■ **Task requirements**
Write the records below out again exactly as given, with no images.

_ _ _ _

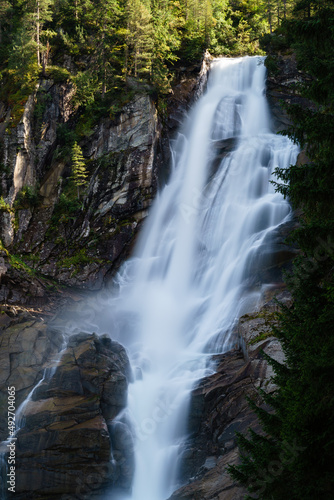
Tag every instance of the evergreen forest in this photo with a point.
(102, 48)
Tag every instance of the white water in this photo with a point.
(193, 273)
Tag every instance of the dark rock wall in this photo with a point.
(69, 445)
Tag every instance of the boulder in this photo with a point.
(63, 448)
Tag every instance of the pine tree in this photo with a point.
(79, 171)
(298, 441)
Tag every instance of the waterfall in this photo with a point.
(195, 271)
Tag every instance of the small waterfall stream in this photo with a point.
(194, 271)
(197, 264)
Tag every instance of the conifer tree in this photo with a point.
(79, 171)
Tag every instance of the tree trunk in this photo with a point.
(269, 18)
(104, 69)
(136, 60)
(37, 35)
(278, 12)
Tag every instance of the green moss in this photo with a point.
(4, 207)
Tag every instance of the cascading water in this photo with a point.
(207, 236)
(195, 271)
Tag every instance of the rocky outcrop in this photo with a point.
(70, 444)
(77, 243)
(219, 408)
(283, 84)
(26, 345)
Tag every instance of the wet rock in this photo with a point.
(219, 408)
(26, 345)
(65, 447)
(282, 87)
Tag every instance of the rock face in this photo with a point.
(282, 87)
(70, 444)
(26, 346)
(219, 408)
(77, 243)
(82, 244)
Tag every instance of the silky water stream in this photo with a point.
(193, 273)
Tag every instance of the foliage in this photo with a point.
(303, 421)
(4, 207)
(79, 172)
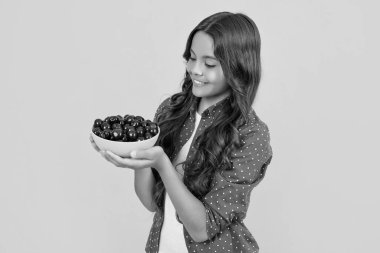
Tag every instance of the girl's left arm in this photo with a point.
(190, 210)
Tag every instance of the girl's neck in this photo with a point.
(206, 102)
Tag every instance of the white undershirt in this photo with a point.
(172, 238)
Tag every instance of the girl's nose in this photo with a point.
(194, 68)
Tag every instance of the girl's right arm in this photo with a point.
(144, 184)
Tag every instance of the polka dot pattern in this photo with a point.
(227, 203)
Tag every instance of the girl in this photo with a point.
(213, 149)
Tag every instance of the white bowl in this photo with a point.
(123, 149)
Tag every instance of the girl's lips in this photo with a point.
(199, 83)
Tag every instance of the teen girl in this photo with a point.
(212, 150)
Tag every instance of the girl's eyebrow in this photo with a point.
(205, 56)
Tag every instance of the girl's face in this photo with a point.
(205, 71)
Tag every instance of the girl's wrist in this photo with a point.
(164, 164)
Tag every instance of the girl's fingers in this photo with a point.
(94, 144)
(129, 163)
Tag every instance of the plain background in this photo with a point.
(65, 63)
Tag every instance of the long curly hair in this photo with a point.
(237, 47)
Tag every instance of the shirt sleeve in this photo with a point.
(229, 197)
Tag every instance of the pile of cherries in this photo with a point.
(129, 128)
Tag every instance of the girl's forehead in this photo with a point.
(202, 44)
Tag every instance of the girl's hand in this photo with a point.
(154, 157)
(94, 144)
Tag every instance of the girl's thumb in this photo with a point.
(134, 154)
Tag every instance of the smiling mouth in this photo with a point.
(198, 83)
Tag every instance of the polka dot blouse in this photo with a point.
(227, 202)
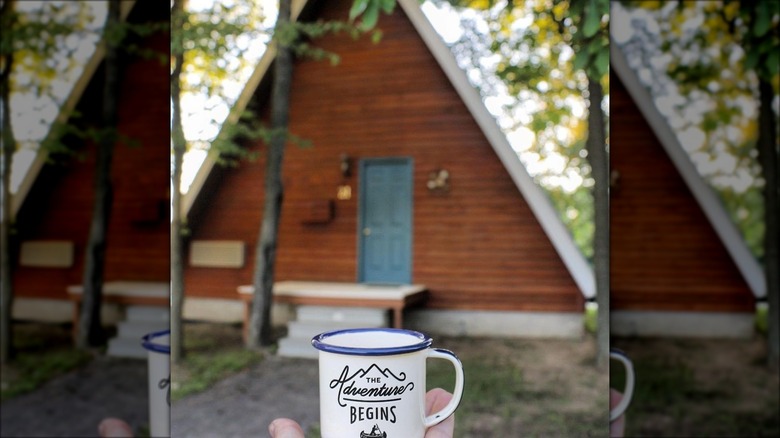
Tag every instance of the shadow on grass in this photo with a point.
(42, 352)
(212, 353)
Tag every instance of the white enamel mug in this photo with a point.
(157, 345)
(628, 391)
(372, 383)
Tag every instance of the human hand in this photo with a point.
(114, 428)
(436, 399)
(617, 428)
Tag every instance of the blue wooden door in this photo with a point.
(385, 221)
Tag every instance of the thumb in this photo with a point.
(114, 428)
(285, 428)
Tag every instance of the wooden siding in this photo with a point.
(59, 206)
(476, 247)
(665, 254)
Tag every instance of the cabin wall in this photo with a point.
(477, 246)
(665, 255)
(59, 205)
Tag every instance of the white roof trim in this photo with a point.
(556, 231)
(704, 194)
(70, 102)
(243, 100)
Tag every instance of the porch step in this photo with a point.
(147, 313)
(297, 347)
(354, 316)
(139, 321)
(126, 347)
(138, 329)
(307, 330)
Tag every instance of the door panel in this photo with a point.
(385, 234)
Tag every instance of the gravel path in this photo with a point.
(72, 405)
(244, 404)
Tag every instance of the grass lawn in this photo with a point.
(212, 352)
(43, 351)
(700, 387)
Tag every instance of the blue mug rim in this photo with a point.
(149, 345)
(320, 342)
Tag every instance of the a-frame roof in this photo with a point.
(704, 194)
(67, 107)
(545, 213)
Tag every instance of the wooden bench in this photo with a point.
(125, 293)
(313, 293)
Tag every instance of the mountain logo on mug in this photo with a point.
(375, 433)
(364, 388)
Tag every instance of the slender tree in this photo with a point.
(8, 148)
(265, 251)
(90, 330)
(196, 51)
(761, 38)
(179, 148)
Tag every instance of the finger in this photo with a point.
(445, 429)
(114, 428)
(436, 399)
(615, 397)
(285, 428)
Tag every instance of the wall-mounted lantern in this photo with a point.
(439, 180)
(346, 166)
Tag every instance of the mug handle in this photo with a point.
(628, 391)
(448, 410)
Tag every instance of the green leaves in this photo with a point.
(369, 9)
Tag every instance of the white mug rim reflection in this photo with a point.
(628, 391)
(158, 353)
(320, 342)
(149, 345)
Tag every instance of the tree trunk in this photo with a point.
(265, 253)
(8, 147)
(179, 147)
(599, 163)
(768, 158)
(90, 331)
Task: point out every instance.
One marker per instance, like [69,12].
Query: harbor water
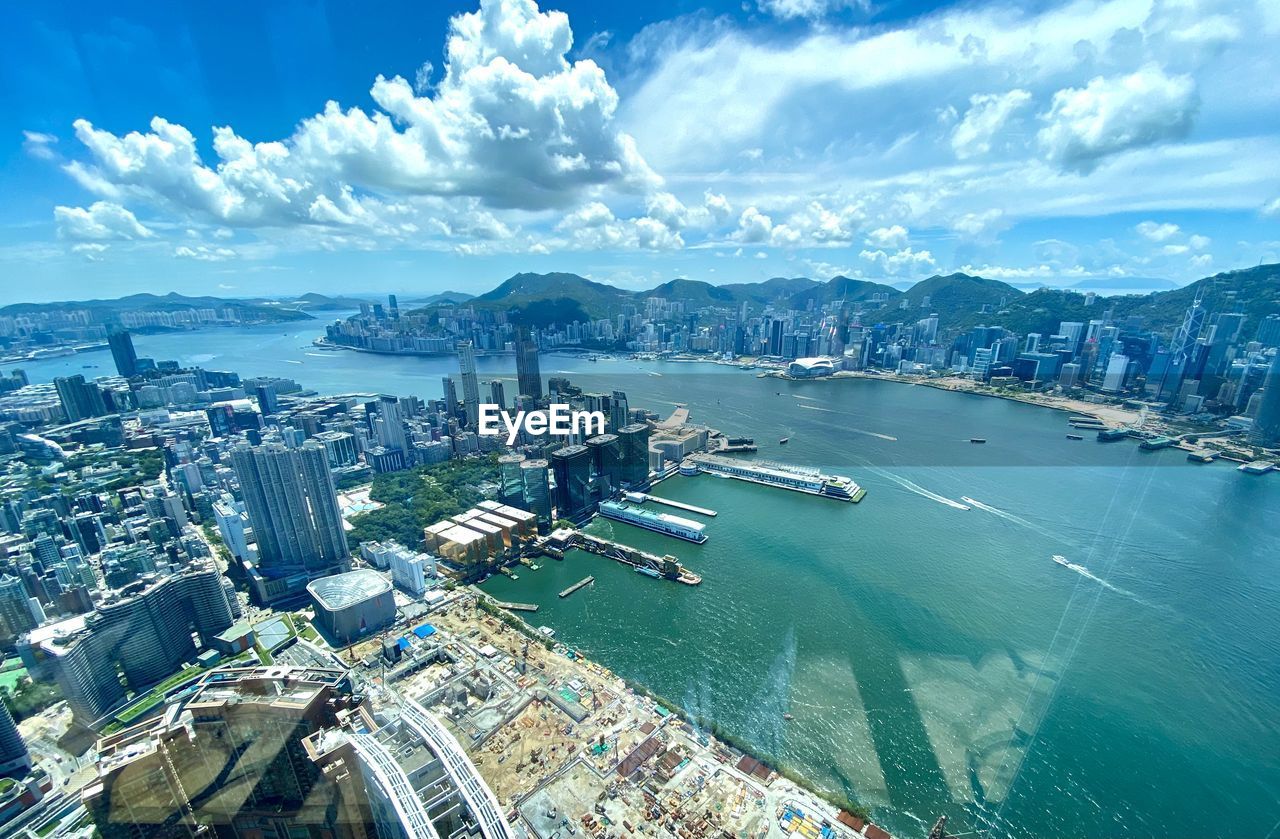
[931,653]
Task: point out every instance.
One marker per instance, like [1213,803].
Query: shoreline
[712,729]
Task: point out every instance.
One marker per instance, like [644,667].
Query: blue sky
[260,149]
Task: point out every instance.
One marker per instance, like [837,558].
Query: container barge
[771,474]
[664,523]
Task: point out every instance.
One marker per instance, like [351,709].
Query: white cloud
[39,145]
[810,9]
[99,222]
[1110,115]
[204,252]
[903,263]
[894,236]
[987,114]
[512,123]
[594,227]
[753,227]
[1157,232]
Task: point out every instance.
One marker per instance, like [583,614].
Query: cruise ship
[666,523]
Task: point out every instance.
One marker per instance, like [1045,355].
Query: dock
[681,505]
[517,607]
[667,568]
[585,580]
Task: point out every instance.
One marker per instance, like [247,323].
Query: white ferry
[666,523]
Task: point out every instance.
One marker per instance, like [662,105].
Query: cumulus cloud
[204,252]
[894,236]
[987,114]
[1157,232]
[903,263]
[39,145]
[101,220]
[512,123]
[1109,115]
[810,9]
[594,227]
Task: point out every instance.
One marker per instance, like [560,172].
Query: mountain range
[960,300]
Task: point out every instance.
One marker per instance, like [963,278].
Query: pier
[517,607]
[677,505]
[664,566]
[585,580]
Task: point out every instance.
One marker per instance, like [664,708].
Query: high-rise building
[142,632]
[80,399]
[122,352]
[511,484]
[634,442]
[536,491]
[529,377]
[606,464]
[1118,369]
[620,411]
[449,393]
[572,469]
[16,612]
[1266,424]
[293,510]
[14,757]
[470,384]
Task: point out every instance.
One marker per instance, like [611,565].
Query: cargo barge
[663,523]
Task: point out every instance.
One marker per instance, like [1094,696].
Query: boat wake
[910,486]
[856,431]
[997,511]
[1088,574]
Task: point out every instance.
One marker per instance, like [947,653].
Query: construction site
[566,746]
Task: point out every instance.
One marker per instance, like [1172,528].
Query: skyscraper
[572,468]
[470,386]
[122,351]
[620,411]
[293,510]
[80,399]
[536,489]
[634,466]
[529,378]
[1266,424]
[14,757]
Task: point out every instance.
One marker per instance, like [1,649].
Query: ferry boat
[666,523]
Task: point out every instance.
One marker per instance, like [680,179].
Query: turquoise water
[935,659]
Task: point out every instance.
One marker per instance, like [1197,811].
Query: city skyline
[1024,154]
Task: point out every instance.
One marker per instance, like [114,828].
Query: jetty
[585,580]
[517,607]
[679,505]
[667,568]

_ _ _ _

■ **Problem solution**
Tag every instance of the evergreen forest in this photo with a point.
(102, 48)
Tag every instance of the white water in this photo with a point.
(193, 273)
Tag every instance of the dark rock wall in this photo with a point.
(69, 445)
Tag every instance of the boulder in this photo with a point.
(63, 448)
Tag every instance of the pine tree in this photo with a point.
(79, 171)
(298, 441)
Tag every instance of the waterfall in this photo with a point.
(195, 271)
Tag every instance of the small waterfall stream in this photo with a point.
(194, 271)
(197, 264)
Tag every instance of the conifer tree in this photo with a point.
(79, 171)
Tag every instance of the tree trunk in this photo with a point.
(269, 18)
(104, 69)
(136, 60)
(37, 35)
(278, 12)
Tag every instance of the green moss in this photo with a point.
(4, 207)
Tag every instance of the cascading water in this photo with a point.
(207, 236)
(195, 271)
Tag every instance of the rocky outcrop in this photo with a point.
(70, 444)
(77, 243)
(219, 408)
(283, 84)
(26, 345)
Tag every instance of the wet rock in this photo with a point.
(219, 408)
(26, 345)
(65, 447)
(282, 87)
Tag every instance of the rock face in this photo with a point.
(282, 87)
(70, 444)
(26, 346)
(219, 408)
(77, 243)
(82, 244)
Tag every instance of the silky water stream in this photo with a point.
(193, 273)
Tag every instance of the foliage in this photo with a point.
(303, 421)
(4, 207)
(79, 172)
Tag every instance of the girl's left arm in this photo with a point.
(190, 210)
Tag every instance of the girl's neck in this photo with a point.
(206, 102)
Tag every instance of the white undershirt in this photo with a point.
(172, 238)
Tag every instance of the girl's nose in this photo with a point.
(194, 68)
Tag every instance of the girl's right arm in this photo with a point.
(144, 184)
Tag every instance of the polka dot pattern in this photo with a point.
(227, 203)
Tag every instance of the girl in this photo with a point.
(213, 149)
Tag every instance of the white bowl in this photo with a point.
(123, 149)
Tag every instance of the girl's lips in this photo with a point.
(199, 83)
Tag every instance of the teen girl in this photo with a point.
(212, 150)
Tag every instance of the girl's eyebrow in this photo with a point.
(205, 56)
Tag every instance of the girl's face in this photo with a point.
(205, 71)
Tag every instance of the girl's wrist in this photo with a point.
(164, 164)
Tag every instance of the girl's fingers in this photo with a point.
(94, 144)
(129, 163)
Tag every instance of the plain background in this photo with a point.
(65, 63)
Tag every instance of the long curly hair in this photo with a point.
(237, 47)
Tag every instance of the shirt sleeve in this photo with a point.
(229, 197)
Tag every instance of the pile of cherries in this photo with a point.
(129, 128)
Tag every instance of the girl's forehead in this photo with a point.
(202, 44)
Tag every instance of the girl's hand in this photo with a point.
(154, 157)
(94, 144)
Tag every instance of the girl's thumb in this photo with a point.
(134, 154)
Tag every instance of the smiling mouth in this photo with a point.
(198, 83)
Tag every instance of the polka dot blouse in this photo with a point.
(227, 202)
Tag every instance of the shadow on grass in this photo with a point.
(42, 352)
(212, 353)
Tag every instance of the white enamel mug in this photo with a point.
(157, 345)
(628, 391)
(372, 383)
Tag every instance of the human hand in this photo with a point.
(114, 428)
(436, 399)
(617, 428)
Tag every instance of the blue wooden door in this photo with a point.
(385, 221)
Tag every instance of the thumb in this photo with a point.
(114, 428)
(285, 428)
Tag every instance of the wooden siding in this photo with a point.
(59, 206)
(476, 247)
(665, 254)
Tag every instance of the cabin wall in this photo with a point.
(477, 246)
(665, 255)
(59, 205)
Tag every instance of the white roof trim in this photo with a point.
(556, 231)
(704, 194)
(70, 102)
(243, 100)
Tag every instance of the porch step in this photo with a point.
(147, 313)
(297, 347)
(354, 316)
(139, 321)
(126, 347)
(138, 329)
(307, 330)
Tag every instance of the door panel in this photo with a point.
(385, 234)
Tag every instance of the gravel path in this photo with a point.
(72, 405)
(244, 404)
Tag every instance of the grass lawn in this photo with a point.
(212, 352)
(43, 351)
(700, 387)
Tag every instance of the blue mug rim in this photo with a point.
(149, 345)
(320, 342)
Tag every instance of the a-frame roof in this photo with a point.
(704, 194)
(67, 107)
(545, 213)
Tag every instance of the wooden bench in this photo with a point.
(125, 293)
(313, 293)
Tag every instance of the mountain logo on mug in this photo with a point.
(375, 433)
(364, 388)
Tag every instance of the slender tree in this photo with a point.
(8, 148)
(265, 251)
(90, 330)
(196, 51)
(761, 38)
(179, 148)
Tag every instance of the finger in this photo with a point.
(445, 429)
(114, 428)
(436, 399)
(615, 397)
(285, 428)
Tag every instance of the wall-mounted lantern in this photo with a point.
(439, 180)
(346, 166)
Tag every instance of the mug handle in this photo with a point.
(628, 391)
(448, 410)
Tag every instance of the green leaves in this photo with a point.
(369, 9)
Tag every instance of the white mug rim reflection in this photo with a point.
(628, 391)
(158, 353)
(320, 342)
(149, 345)
Tag every instance of the tree trunk in this photo with a point.
(265, 253)
(8, 147)
(179, 147)
(599, 163)
(768, 158)
(90, 331)
Task: point out every instance.
One marker per instance, like [69,12].
Query: harbor water
[931,653]
Task: point out every instance.
One marker per instance, like [1213,803].
Query: shoreline
[712,729]
Task: point out every instance.
One marker per instance, like [644,667].
Query: blue sky
[260,149]
Task: point out every instance.
One marker per instance, like [837,558].
Query: container barge
[771,474]
[664,523]
Task: point out every instance.
One marker per instance, like [351,709].
Query: white cloud
[39,145]
[810,9]
[99,222]
[1110,115]
[204,252]
[903,263]
[894,236]
[987,114]
[512,123]
[594,227]
[753,227]
[1157,232]
Task: point out every instance.
One marker per instance, like [583,614].
Query: cruise ship
[666,523]
Task: point out every instance.
One marker per instance, like [1045,355].
Query: dock
[681,505]
[517,607]
[667,568]
[585,580]
Task: point out every instance.
One marker per instance, like [247,323].
Query: white ferry
[666,523]
Task: point out every instance.
One marker per instance, like [662,105].
Query: cumulus cloud
[204,252]
[894,236]
[987,114]
[1157,232]
[903,263]
[39,145]
[101,220]
[512,123]
[1109,115]
[810,9]
[594,227]
Task: point out every instance.
One marker per instance, like [560,172].
Query: mountain range
[960,300]
Task: point out every instance.
One marker per instance, like [963,278].
Query: pier
[517,607]
[677,505]
[664,566]
[585,580]
Task: point out every instance.
One marker per instance, like [664,708].
Query: high-rise building
[142,632]
[80,399]
[122,352]
[511,484]
[634,442]
[536,491]
[529,377]
[606,464]
[1118,369]
[620,411]
[449,393]
[572,469]
[16,612]
[1266,424]
[293,510]
[14,757]
[470,384]
Task: point out every instance.
One marker per instance, like [611,565].
Query: cargo barge
[663,523]
Task: point out every instance.
One marker per instance, like [1094,696].
Query: boat wake
[910,486]
[856,431]
[997,511]
[1088,574]
Task: point out every instance.
One marker per instance, like [947,653].
Query: construction site
[566,746]
Task: point out every instance.
One marker per instance, like [1172,528].
Query: skyscraper
[572,468]
[470,386]
[122,351]
[620,411]
[293,510]
[80,399]
[536,489]
[634,466]
[529,378]
[1266,424]
[14,757]
Task: point out every instance.
One marker per instance, like [1,649].
Query: ferry boat
[666,523]
Task: point out every instance.
One marker per instance, like [680,179].
Query: turquoise water
[935,659]
Task: point out every instance.
One marker per instance, like [1197,811].
Query: city skyline
[1024,154]
Task: point out every instance.
One marker per instance, like [114,828].
Query: jetty
[585,580]
[517,607]
[679,505]
[667,568]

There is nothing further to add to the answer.